- [Work required] Copy the lines below, starting with the line with "target: cloudy sky" and going on through the line with "403 30 L 526", both included and nothing else. Keep the requests and sample outputs as they are, but multiply every coordinate in the answer outlines by 2.45 and round each result to a whole number, with halves rounded up.

- [Data rows]
++++++++

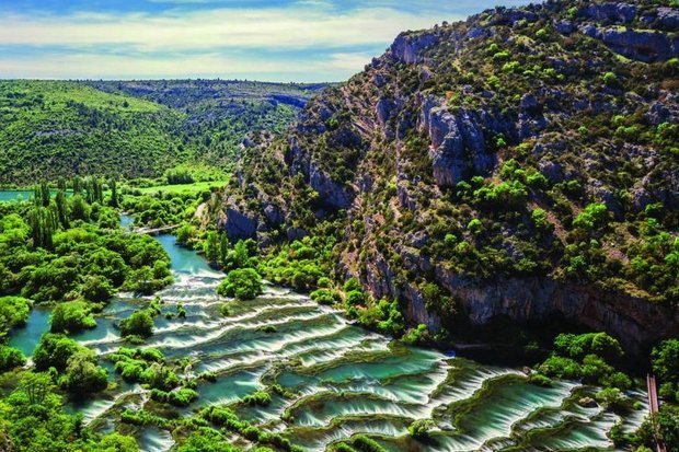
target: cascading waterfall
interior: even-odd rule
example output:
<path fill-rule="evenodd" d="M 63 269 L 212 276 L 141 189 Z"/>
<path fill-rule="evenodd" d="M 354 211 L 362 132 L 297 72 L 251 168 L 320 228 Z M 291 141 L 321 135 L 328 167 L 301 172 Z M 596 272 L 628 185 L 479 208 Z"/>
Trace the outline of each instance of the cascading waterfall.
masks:
<path fill-rule="evenodd" d="M 158 293 L 162 312 L 176 312 L 182 303 L 187 315 L 158 316 L 147 346 L 169 358 L 194 358 L 192 372 L 217 374 L 215 382 L 200 383 L 200 397 L 180 410 L 184 415 L 211 404 L 234 404 L 243 419 L 281 431 L 313 451 L 359 432 L 377 436 L 393 450 L 612 450 L 606 433 L 615 422 L 629 431 L 643 420 L 643 409 L 620 419 L 601 408 L 580 407 L 578 398 L 592 390 L 575 383 L 539 387 L 516 369 L 391 343 L 350 325 L 337 311 L 272 285 L 256 300 L 230 301 L 231 313 L 223 316 L 226 300 L 216 294 L 223 275 L 194 252 L 175 246 L 172 236 L 159 240 L 172 257 L 176 279 Z M 120 293 L 97 318 L 99 326 L 76 339 L 100 355 L 115 351 L 123 345 L 115 324 L 148 301 Z M 14 335 L 12 345 L 30 355 L 48 327 L 48 315 L 34 310 L 28 328 Z M 111 378 L 117 375 L 111 371 Z M 108 398 L 72 409 L 88 424 L 111 428 L 122 407 L 148 399 L 140 386 L 119 383 Z M 237 404 L 274 383 L 294 396 L 274 395 L 268 406 Z M 632 395 L 645 397 L 641 391 Z M 415 443 L 407 426 L 424 418 L 437 428 L 427 443 Z M 157 428 L 141 430 L 137 439 L 147 451 L 173 445 L 170 433 Z"/>

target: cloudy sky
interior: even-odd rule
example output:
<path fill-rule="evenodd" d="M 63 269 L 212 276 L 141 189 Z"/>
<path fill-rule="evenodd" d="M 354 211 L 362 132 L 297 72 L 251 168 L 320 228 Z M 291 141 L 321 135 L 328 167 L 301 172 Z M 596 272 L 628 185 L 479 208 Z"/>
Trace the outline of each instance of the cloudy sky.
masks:
<path fill-rule="evenodd" d="M 0 78 L 340 81 L 399 32 L 526 0 L 0 0 Z"/>

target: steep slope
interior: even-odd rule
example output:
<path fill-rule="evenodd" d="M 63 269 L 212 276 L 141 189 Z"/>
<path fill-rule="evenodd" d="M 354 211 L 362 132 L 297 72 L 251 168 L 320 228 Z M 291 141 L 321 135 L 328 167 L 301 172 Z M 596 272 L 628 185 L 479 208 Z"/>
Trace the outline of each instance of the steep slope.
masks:
<path fill-rule="evenodd" d="M 630 349 L 679 327 L 679 10 L 550 1 L 400 35 L 244 147 L 231 239 L 342 240 L 412 322 L 563 316 Z"/>
<path fill-rule="evenodd" d="M 280 131 L 323 85 L 223 81 L 0 82 L 0 184 L 229 167 L 251 130 Z"/>

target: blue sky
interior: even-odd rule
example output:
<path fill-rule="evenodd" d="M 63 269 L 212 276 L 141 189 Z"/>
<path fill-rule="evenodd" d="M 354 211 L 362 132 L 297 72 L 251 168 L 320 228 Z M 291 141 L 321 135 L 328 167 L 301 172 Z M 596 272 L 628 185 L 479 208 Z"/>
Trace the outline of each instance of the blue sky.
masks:
<path fill-rule="evenodd" d="M 403 30 L 526 0 L 0 0 L 0 78 L 345 80 Z"/>

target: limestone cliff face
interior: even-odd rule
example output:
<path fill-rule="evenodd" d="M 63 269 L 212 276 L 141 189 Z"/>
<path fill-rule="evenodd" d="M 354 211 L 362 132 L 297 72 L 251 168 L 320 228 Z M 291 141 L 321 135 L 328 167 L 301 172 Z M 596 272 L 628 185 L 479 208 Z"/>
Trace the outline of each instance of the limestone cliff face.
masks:
<path fill-rule="evenodd" d="M 221 225 L 269 243 L 340 218 L 336 271 L 433 331 L 449 321 L 445 299 L 472 324 L 563 316 L 634 351 L 676 335 L 671 287 L 655 303 L 657 285 L 630 275 L 645 265 L 634 253 L 648 211 L 666 212 L 653 265 L 679 236 L 677 18 L 651 2 L 553 1 L 401 34 L 244 153 L 234 189 L 250 199 L 227 197 Z M 610 227 L 583 239 L 574 218 L 592 202 Z M 613 276 L 578 274 L 595 264 Z"/>

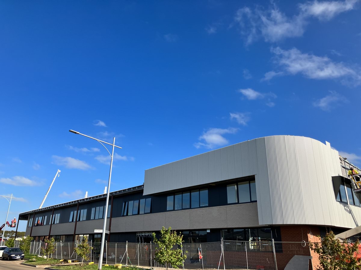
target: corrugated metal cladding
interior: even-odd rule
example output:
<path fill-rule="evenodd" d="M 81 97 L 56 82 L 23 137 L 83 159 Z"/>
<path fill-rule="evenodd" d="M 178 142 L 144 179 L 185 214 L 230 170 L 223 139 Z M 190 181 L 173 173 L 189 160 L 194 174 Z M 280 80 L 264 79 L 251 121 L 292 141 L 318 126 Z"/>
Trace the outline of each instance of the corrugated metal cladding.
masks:
<path fill-rule="evenodd" d="M 361 224 L 361 208 L 335 198 L 338 153 L 304 137 L 259 138 L 147 170 L 144 194 L 252 175 L 260 225 Z"/>

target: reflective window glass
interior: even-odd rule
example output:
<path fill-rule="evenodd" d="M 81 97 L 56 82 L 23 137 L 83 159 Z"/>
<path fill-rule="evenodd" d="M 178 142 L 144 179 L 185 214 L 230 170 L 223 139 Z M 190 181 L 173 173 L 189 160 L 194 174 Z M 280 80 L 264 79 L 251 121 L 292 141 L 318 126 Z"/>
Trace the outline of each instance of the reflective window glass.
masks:
<path fill-rule="evenodd" d="M 191 193 L 191 206 L 192 208 L 197 208 L 199 207 L 199 192 L 196 190 L 192 190 Z"/>
<path fill-rule="evenodd" d="M 139 203 L 139 213 L 144 213 L 144 207 L 145 206 L 145 199 L 142 199 Z"/>
<path fill-rule="evenodd" d="M 167 197 L 167 210 L 173 210 L 173 195 Z"/>
<path fill-rule="evenodd" d="M 199 191 L 199 199 L 201 206 L 208 206 L 208 189 L 201 189 Z"/>
<path fill-rule="evenodd" d="M 190 202 L 189 201 L 189 192 L 186 192 L 183 193 L 183 202 L 182 209 L 189 208 Z"/>
<path fill-rule="evenodd" d="M 228 203 L 237 202 L 236 185 L 233 184 L 227 186 L 227 197 Z"/>
<path fill-rule="evenodd" d="M 249 182 L 248 181 L 238 183 L 238 198 L 240 203 L 249 202 L 251 201 Z"/>
<path fill-rule="evenodd" d="M 182 209 L 182 193 L 176 193 L 174 195 L 174 210 Z"/>

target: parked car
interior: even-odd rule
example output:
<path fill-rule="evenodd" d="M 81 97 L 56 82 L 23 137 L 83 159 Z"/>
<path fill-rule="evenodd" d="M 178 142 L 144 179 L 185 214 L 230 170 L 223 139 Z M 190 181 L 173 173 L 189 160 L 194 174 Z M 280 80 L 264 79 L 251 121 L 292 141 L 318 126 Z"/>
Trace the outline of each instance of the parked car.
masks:
<path fill-rule="evenodd" d="M 1 258 L 3 260 L 5 260 L 6 258 L 8 261 L 10 260 L 22 260 L 24 258 L 24 253 L 20 248 L 6 248 L 4 249 Z"/>
<path fill-rule="evenodd" d="M 7 247 L 6 246 L 0 246 L 0 256 L 3 255 L 3 252 L 4 252 L 4 250 Z"/>

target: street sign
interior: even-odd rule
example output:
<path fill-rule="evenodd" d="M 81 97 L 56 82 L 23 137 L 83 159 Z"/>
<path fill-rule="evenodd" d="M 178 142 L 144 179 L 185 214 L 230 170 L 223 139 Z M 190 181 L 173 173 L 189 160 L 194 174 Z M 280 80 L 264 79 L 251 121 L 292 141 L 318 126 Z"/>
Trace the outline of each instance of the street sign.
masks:
<path fill-rule="evenodd" d="M 94 232 L 95 233 L 101 233 L 103 232 L 103 230 L 94 230 Z M 108 234 L 109 234 L 109 231 L 107 231 L 106 230 L 105 230 L 105 233 L 107 233 Z"/>

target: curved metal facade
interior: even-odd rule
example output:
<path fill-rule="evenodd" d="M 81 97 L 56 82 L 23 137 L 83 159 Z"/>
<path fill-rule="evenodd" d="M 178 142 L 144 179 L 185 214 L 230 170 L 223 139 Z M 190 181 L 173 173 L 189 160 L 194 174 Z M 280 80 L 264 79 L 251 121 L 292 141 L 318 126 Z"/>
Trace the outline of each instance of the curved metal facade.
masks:
<path fill-rule="evenodd" d="M 361 224 L 361 208 L 335 199 L 331 177 L 342 175 L 338 152 L 299 136 L 259 138 L 147 170 L 144 194 L 253 175 L 260 225 Z"/>

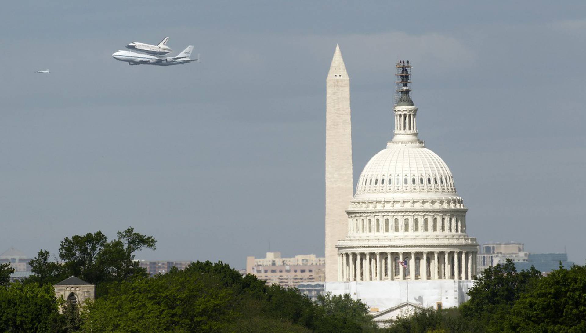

++++++++

- [Expected answer]
target: cloudy sky
interior: even-odd rule
example output:
<path fill-rule="evenodd" d="M 63 269 L 212 276 L 141 189 Z"/>
<path fill-rule="evenodd" d="M 354 211 L 362 132 L 297 72 L 251 168 L 320 228 Z M 291 141 L 321 135 L 328 167 L 301 172 Z M 596 272 L 628 185 L 479 208 Z"/>
Trace the outline of each instance of the cloudy sky.
masks:
<path fill-rule="evenodd" d="M 0 191 L 833 198 L 978 78 L 1289 0 L 0 0 Z"/>

target: steep slope
interior: even-odd rule
example output:
<path fill-rule="evenodd" d="M 63 269 L 212 276 L 141 189 Z"/>
<path fill-rule="evenodd" d="M 354 211 L 362 132 L 297 72 L 251 168 L 320 228 Z M 291 141 L 321 135 L 328 167 L 301 172 Z M 596 272 L 628 185 L 479 208 Z"/>
Trace the outline of each instance of the steep slope.
masks:
<path fill-rule="evenodd" d="M 1544 855 L 1664 801 L 1664 25 L 1348 2 L 980 86 L 598 360 L 566 586 L 838 588 L 1009 789 L 1379 774 Z"/>
<path fill-rule="evenodd" d="M 686 321 L 791 208 L 546 198 L 0 201 L 0 451 L 561 409 L 615 319 Z"/>

target: blue sky
interior: even-odd rule
example output:
<path fill-rule="evenodd" d="M 63 269 L 212 276 L 141 189 Z"/>
<path fill-rule="evenodd" d="M 354 211 L 362 132 L 297 72 L 251 168 L 320 228 Z M 291 141 L 321 135 L 328 167 L 301 172 Z M 596 272 L 628 185 L 479 208 Z"/>
Trace the outline of each instance of the blue sky.
masks:
<path fill-rule="evenodd" d="M 987 74 L 1289 0 L 0 0 L 0 191 L 845 196 Z"/>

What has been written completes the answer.